GIVEN EXERCISE 1
Quote the part of the records that opens with the line containing "Confirm or deny — the reflection" and closes with the line containing "19 0 216 64", leaving the pictures out.

SELECTED EXTRACT
While the nation's top large firms are no longer the bastions of white, Ivy League-educated males they once were, the partnership ranks remain, for the most part, homogeneous. Law firms that successfully recruit the best and brightest minority and female law students are celebrated with accolades from their peers, recognition by the media, and respect from their clients.
What is often ignored, however, is the turnover rate of minorities and women once they are inside major firms. The high number of departures does not receive nearly as much attention as the statistical diversity firms have achieved predominantly through recruiting.
Recent surveys demonstrate that while firms aggressively woo minority and female attorneys, they have yet to figure out how to retain them. According to Minority Law Journal, in 2003 the number of black associates rose to 4.2 percent of all U.S. citizen nonpartners at law firms. The number of black partners, though, was a scant 1.6 percent of all U.S. citizen partners. The American Lawyer points out that over the last 15 years, women of all races have made up 40 percent of graduating law school classes. Yet in 2003, women made up only 17 percent of large law firm partners.
Why is this happening? Theoretically, almost everyone agrees that the diversity of thought and the variety of experiences that a heterogeneous work force offers can result in better solutions, more creative approaches, and innovative responses to clients' problems. This provides a higher level of service to clients and puts the firm in a better position to address client needs.

EXERCISE INPUT
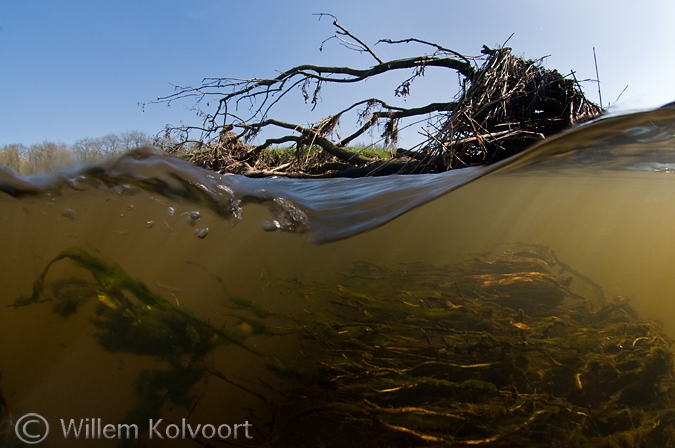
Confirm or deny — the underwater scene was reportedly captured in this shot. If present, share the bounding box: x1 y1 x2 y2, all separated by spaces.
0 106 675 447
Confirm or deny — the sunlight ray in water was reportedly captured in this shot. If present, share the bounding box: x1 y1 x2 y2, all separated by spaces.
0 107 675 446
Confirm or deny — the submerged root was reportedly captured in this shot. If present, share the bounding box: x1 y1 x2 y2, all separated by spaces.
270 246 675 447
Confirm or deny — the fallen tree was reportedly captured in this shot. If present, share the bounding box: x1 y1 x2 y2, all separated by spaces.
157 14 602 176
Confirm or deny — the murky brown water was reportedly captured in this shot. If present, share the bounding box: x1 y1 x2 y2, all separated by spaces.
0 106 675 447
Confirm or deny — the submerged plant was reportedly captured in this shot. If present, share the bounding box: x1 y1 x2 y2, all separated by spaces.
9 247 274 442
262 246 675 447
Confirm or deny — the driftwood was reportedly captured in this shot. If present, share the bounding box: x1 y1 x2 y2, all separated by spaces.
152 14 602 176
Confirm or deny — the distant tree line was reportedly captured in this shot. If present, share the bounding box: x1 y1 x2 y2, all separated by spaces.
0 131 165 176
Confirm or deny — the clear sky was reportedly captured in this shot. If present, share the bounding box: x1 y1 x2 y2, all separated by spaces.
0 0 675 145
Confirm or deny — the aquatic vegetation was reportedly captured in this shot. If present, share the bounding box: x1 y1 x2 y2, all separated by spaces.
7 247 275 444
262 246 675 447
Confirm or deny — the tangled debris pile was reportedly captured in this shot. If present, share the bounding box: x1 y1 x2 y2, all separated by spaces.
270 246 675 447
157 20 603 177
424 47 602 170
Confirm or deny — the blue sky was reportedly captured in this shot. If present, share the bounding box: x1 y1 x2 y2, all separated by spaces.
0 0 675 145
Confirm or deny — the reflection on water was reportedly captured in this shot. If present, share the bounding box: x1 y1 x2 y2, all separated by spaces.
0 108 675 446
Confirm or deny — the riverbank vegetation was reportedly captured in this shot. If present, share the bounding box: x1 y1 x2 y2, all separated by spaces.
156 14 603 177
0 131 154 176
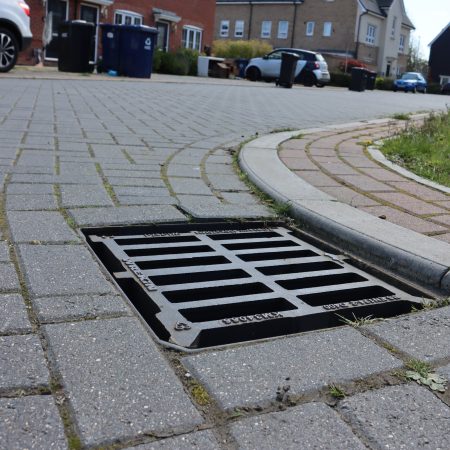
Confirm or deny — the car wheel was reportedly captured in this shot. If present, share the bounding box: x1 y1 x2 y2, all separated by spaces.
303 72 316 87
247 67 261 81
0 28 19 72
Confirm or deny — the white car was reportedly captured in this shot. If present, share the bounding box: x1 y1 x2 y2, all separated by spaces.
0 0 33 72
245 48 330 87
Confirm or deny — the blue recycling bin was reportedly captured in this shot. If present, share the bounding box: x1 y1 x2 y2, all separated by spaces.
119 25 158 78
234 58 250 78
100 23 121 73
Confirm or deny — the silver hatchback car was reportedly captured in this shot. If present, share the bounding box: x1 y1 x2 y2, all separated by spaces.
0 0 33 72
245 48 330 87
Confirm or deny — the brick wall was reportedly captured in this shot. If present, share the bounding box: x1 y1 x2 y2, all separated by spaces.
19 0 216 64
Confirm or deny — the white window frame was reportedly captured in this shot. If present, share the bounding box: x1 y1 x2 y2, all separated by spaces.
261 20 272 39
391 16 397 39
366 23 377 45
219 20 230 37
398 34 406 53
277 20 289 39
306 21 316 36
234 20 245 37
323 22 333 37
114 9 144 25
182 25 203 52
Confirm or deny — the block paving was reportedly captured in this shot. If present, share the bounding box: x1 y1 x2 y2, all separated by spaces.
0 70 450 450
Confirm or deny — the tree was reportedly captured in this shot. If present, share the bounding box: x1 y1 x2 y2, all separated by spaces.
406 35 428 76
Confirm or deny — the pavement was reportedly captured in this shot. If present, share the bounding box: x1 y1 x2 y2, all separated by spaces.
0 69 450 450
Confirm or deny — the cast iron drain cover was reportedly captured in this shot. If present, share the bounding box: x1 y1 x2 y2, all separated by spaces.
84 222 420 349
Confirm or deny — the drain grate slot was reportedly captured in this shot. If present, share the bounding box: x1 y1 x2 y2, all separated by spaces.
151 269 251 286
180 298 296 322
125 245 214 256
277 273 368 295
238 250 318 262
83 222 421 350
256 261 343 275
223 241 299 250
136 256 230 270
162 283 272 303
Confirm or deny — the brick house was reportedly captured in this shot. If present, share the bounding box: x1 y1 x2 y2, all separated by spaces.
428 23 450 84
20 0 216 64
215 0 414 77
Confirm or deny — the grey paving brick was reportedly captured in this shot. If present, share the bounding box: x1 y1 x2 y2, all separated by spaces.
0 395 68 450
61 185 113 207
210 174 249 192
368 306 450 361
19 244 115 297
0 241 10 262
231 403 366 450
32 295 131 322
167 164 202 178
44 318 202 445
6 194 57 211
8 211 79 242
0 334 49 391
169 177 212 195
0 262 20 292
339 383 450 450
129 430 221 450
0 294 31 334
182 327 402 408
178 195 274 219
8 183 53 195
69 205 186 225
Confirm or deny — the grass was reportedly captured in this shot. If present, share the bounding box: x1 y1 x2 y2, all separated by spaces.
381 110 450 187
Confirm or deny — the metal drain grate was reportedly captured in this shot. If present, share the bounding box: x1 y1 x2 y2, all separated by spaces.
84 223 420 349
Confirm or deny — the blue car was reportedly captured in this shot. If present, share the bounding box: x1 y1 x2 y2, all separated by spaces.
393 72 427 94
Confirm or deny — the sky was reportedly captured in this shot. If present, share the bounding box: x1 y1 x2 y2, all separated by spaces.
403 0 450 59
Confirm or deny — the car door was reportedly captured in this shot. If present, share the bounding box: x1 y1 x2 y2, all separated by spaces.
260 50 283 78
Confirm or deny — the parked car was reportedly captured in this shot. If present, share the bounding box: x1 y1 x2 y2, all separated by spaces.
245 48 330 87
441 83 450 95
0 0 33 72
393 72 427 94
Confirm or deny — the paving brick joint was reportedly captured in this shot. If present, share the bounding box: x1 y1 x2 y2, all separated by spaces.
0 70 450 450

GIVEN EXERCISE 2
Print the entire passage above on diversity and retention at large law firms.

RIGHT ANSWER 1
Confirm or deny — the reflection on water was reportedly captured in this shot. If present, share the bounding box: x1 y1 x2 y2, all separated by spaces.
0 108 675 446
Confirm or deny — the riverbank vegetation was reportedly captured in this shot. If present, share the bounding box: x1 y1 x2 y2, all separated by spaces.
156 14 603 177
0 131 154 176
Confirm or deny — the car wheel was reportedly captured in this shot. If present, share the bounding box: x1 y1 x2 y2, all separated by spaces.
303 72 316 87
247 67 261 81
0 28 19 72
Confirm or deny — the white car was reportedly captured in this shot. If present, share the bounding box: x1 y1 x2 y2, all separated by spaces.
0 0 33 72
245 48 330 87
Confirm or deny — the blue recycling bin was reportedly captured in this shot. If present, share the bounding box: x1 y1 x2 y2, all separated by spaces.
119 25 158 78
234 58 250 78
100 23 121 73
Confirm or deny — the silver hatchback car was reportedly captured in this shot. If present, share the bounding box: x1 y1 x2 y2, all separated by spaces.
0 0 33 72
245 48 330 87
Confirm or deny — the brick wall was reportedly captured in this shot. If present, share the bounding box: x1 y1 x2 y2, all separated by spaces.
19 0 216 64

RIGHT ANSWER 2
While the nation's top large firms are no longer the bastions of white, Ivy League-educated males they once were, the partnership ranks remain, for the most part, homogeneous. Law firms that successfully recruit the best and brightest minority and female law students are celebrated with accolades from their peers, recognition by the media, and respect from their clients.
What is often ignored, however, is the turnover rate of minorities and women once they are inside major firms. The high number of departures does not receive nearly as much attention as the statistical diversity firms have achieved predominantly through recruiting.
Recent surveys demonstrate that while firms aggressively woo minority and female attorneys, they have yet to figure out how to retain them. According to Minority Law Journal, in 2003 the number of black associates rose to 4.2 percent of all U.S. citizen nonpartners at law firms. The number of black partners, though, was a scant 1.6 percent of all U.S. citizen partners. The American Lawyer points out that over the last 15 years, women of all races have made up 40 percent of graduating law school classes. Yet in 2003, women made up only 17 percent of large law firm partners.
Why is this happening? Theoretically, almost everyone agrees that the diversity of thought and the variety of experiences that a heterogeneous work force offers can result in better solutions, more creative approaches, and innovative responses to clients' problems. This provides a higher level of service to clients and puts the firm in a better position to address client needs.